# Work request:
Everything in the listing below except the pictures should be reproduced exactly.

# Provided information:

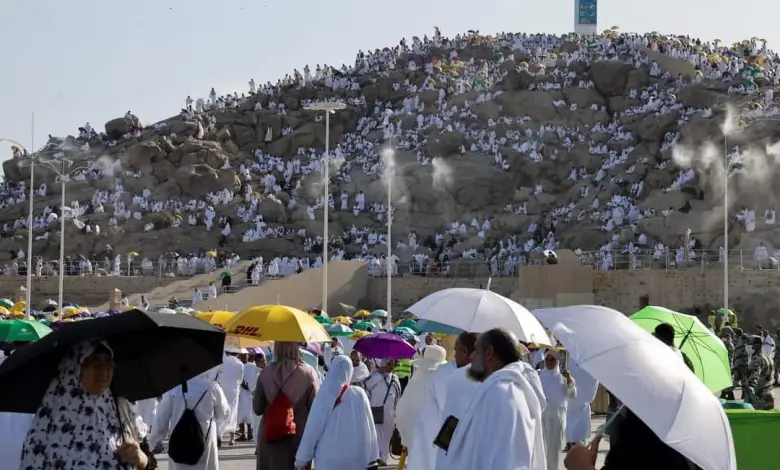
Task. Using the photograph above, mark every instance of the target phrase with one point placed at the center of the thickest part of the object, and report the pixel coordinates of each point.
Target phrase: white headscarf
(351, 417)
(72, 428)
(339, 374)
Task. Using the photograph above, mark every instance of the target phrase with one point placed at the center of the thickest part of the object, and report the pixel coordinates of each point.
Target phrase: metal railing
(460, 268)
(46, 268)
(599, 260)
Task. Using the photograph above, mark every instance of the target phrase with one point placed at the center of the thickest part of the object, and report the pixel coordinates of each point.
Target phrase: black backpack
(187, 443)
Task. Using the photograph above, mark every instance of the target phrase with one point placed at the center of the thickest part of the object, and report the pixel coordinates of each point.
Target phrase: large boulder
(118, 127)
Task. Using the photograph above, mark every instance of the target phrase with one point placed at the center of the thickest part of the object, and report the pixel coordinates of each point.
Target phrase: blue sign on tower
(587, 11)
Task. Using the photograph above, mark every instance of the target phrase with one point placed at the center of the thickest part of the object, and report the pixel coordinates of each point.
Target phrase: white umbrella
(479, 310)
(649, 378)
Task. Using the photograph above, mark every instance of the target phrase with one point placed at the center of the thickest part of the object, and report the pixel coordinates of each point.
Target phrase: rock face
(463, 181)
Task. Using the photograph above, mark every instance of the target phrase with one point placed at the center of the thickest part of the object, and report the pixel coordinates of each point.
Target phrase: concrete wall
(85, 290)
(347, 284)
(538, 286)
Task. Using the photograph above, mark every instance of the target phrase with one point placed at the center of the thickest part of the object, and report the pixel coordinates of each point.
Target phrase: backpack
(187, 442)
(279, 418)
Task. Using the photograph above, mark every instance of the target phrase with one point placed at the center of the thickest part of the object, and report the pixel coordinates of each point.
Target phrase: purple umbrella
(384, 345)
(314, 348)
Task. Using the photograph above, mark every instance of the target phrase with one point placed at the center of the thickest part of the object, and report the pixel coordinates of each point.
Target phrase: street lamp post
(329, 108)
(390, 170)
(65, 169)
(28, 294)
(726, 166)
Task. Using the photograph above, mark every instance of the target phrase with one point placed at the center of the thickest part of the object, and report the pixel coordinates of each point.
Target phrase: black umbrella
(153, 353)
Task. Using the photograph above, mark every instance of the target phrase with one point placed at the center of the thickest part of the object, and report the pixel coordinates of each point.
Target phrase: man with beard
(424, 455)
(501, 428)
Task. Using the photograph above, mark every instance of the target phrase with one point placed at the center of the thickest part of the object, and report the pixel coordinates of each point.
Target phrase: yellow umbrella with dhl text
(277, 323)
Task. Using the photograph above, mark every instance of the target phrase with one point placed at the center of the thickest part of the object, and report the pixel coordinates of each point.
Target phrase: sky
(77, 61)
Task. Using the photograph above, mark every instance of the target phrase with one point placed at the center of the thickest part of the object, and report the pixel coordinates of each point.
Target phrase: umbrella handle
(603, 428)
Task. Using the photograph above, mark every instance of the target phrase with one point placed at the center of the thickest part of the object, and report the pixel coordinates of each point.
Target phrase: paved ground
(241, 457)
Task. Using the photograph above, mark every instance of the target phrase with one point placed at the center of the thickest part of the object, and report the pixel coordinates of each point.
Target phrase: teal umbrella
(407, 323)
(22, 330)
(402, 330)
(705, 350)
(363, 326)
(338, 329)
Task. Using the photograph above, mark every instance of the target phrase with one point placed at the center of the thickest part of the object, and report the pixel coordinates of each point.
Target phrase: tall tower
(586, 17)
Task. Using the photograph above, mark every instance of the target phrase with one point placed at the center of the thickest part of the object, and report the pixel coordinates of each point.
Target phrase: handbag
(378, 412)
(129, 431)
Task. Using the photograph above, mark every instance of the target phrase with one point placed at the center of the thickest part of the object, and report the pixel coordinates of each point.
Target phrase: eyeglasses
(98, 364)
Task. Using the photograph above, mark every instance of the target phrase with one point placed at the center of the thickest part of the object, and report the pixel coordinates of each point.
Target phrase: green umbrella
(705, 350)
(407, 323)
(338, 329)
(22, 330)
(402, 330)
(363, 326)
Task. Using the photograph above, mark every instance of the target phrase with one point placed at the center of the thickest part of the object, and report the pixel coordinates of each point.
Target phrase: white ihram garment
(578, 415)
(411, 404)
(339, 436)
(147, 409)
(501, 428)
(378, 387)
(554, 416)
(430, 420)
(245, 413)
(460, 390)
(231, 373)
(212, 407)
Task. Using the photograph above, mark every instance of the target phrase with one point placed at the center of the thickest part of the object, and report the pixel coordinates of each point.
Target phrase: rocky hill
(533, 134)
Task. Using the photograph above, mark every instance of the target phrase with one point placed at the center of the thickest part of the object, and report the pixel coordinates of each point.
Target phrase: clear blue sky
(91, 60)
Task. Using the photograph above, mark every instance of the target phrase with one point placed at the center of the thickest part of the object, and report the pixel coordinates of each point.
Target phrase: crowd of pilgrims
(515, 407)
(614, 210)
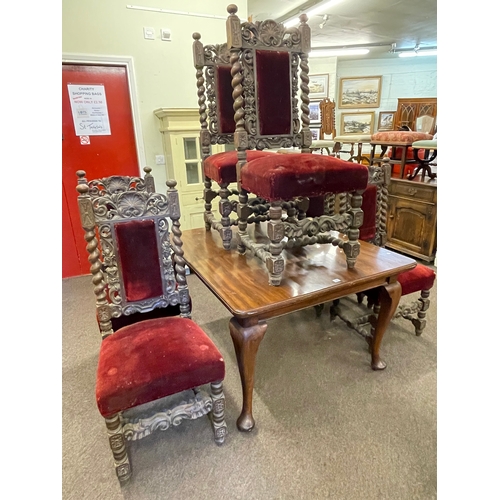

# Response:
Task. Using the photograph above, mark every instance of the target phrase with one point placed at the center of the thickest part of the object, and report the pixel coordinates of each point.
Target phrase: white headscarf
(351, 417)
(72, 428)
(339, 374)
Task. Using the photograph above, mark every instance of the target phrase with one point placed at the center of the thickest part of the object, and report the pixel coordinates of each point.
Target phrase: metal railing
(460, 268)
(46, 268)
(599, 260)
Task. Using the photograph above, mark every instance of the target phrase with one point placed at the center of the thickest part of the object, and report the pixel coordinates of each point.
Target phrase: black backpack
(187, 443)
Task. Using the photograph above, mark every instance of the target phrase with one point placed at the center of the thickest part of the object, and report the pixel coordinates of each point.
Target phrase: large boulder
(118, 127)
Task. Using the photograph above, mark every instance of the target phrase with one point placed at the center of the thickest part of the object, and report the pixel coordinates of each point.
Target phrase: blue sign on tower
(587, 11)
Task. Using the photograph above, mark every instance of the target phrase with one point placed at the center of the thickest part of the object, and report the pixel coordinates of each point.
Target phrase: white umbrella
(479, 310)
(649, 378)
Task. Using the photograph above, mark every instance of the target phrase with one point placed at the center of the thickest part of the object, and report the pixel coordinates of each point.
Target phrase: rock face
(463, 181)
Task. Using the photograph above, mark every instance of the target phrase with one point placed at the center of the thickest part of the object, and report the pixel coordinates of each point.
Target phrase: concrete wall
(85, 290)
(347, 284)
(538, 286)
Task. Using the photograph above, mark every instance of the target phrase with one point placed at the center of the thickest part of the object, and report the pixel coordinates of each point.
Target phrase: backpack
(187, 442)
(279, 418)
Task. Using the photograph above, mark every instance of the target phrase with one point placed at the center of the thickest part of the object, and report the pixel coordinates of each point.
Target phrase: purple umbrella
(384, 345)
(314, 348)
Task. Using the photograph above, mark every instance of the target phrase with one point placed at the center of the thickest part of the object, and report the pixel coordinates of each point.
Target phrase: street lamp post
(329, 108)
(390, 170)
(65, 169)
(28, 294)
(726, 166)
Task. Using the photograph above, mark every instance of the target phrase with one point placed at the center of the thickest part of the object, and report the pixel coordinates of each point.
Target phrase: black umbrella
(153, 353)
Task. Using the photograph above, mark every instance of the target phrase with one point placed at the center of the thickest part of the object, and report the pixel coordinates of each point.
Target phrase: man with beard
(424, 455)
(501, 428)
Task. Using the photograph above, mark every instance of the target phrase with one point placed at the center of the thickest part of the object, and report the pixel coordinates of each point.
Target phrase: yellow umbrella with dhl text
(277, 323)
Task. Using the photograph above, mark every instance of the target phrase with one point placed at the center of the thickest part of the object, and report the pixel coordinates of each point.
Target phrase: sky
(77, 61)
Task. Using the photograph above, mark every instance of the target phrase with one point placed at the center of the thickest part of the object, and report the pixel coordinates of each point.
Target phrase: umbrella handle
(603, 428)
Task. Using the photograph above, mark every instance of the target phrase with one point placed at the center of the thickest part of the object, and report the pixel coordinates of each point.
Target phrase: paved ground
(241, 457)
Task. Using the photograph above, mark every instance of the target phrase with one point placed at the center of the thickest part of the object, and report the pixel coordinates of each point.
Target phrase: teal umbrella
(407, 323)
(22, 330)
(402, 330)
(705, 350)
(363, 326)
(338, 329)
Task. Using the photograph above, mark every instance of the target phrase with one point placed at the center of the thickest part of the object, and report the pixel coordinates of each point.
Target phrase: tall tower
(586, 17)
Task. Using the photograph above, mark every instance of the target phrase with one point placed at the center of the thickest part of the object, and report the pixel coordinates of each point.
Target phrase: handbag
(378, 412)
(129, 431)
Task. Using the photograph above, mark every instance of the target phrase with one point placed at the center of the thickest part of the object, and report the pixel coordinates of each point.
Target phrase: eyeglasses
(98, 364)
Task. Using the photograph above, mark every instance of the target phrase with one point placed at the center of the thickest part of the object, and report the pixel coordinates of each point.
Target phrase: green umbrella
(705, 350)
(407, 323)
(338, 329)
(22, 330)
(402, 330)
(363, 326)
Task. Using the photograph above, mark every instance of the target phrase with one point placed at the center of the thickest part of the object, and report the pixel coordinates of each point.
Target phrase: white ihram garment
(578, 415)
(411, 404)
(339, 436)
(147, 409)
(501, 428)
(378, 387)
(554, 416)
(430, 420)
(245, 413)
(460, 390)
(231, 373)
(212, 407)
Task. Using the photograph above, mark every instance of the target phrase with one point placed at the center of the thickest part of the object, and report the pixel coordinates of each point.
Target phrase: rocky hill
(533, 134)
Task. Using the photograph above, mark every instance of the target phrase with one point placed at the center of the thickest part of the object, and report the pixel coordinates of each point.
Target phrase: clear blue sky
(91, 60)
Task. Using the photograph above, mark every instance of the target phrase with one point placed at the center of the thickest part of the object, and report the pixel coordinates of each point.
Target phrase: crowd of pilgrims
(515, 407)
(614, 210)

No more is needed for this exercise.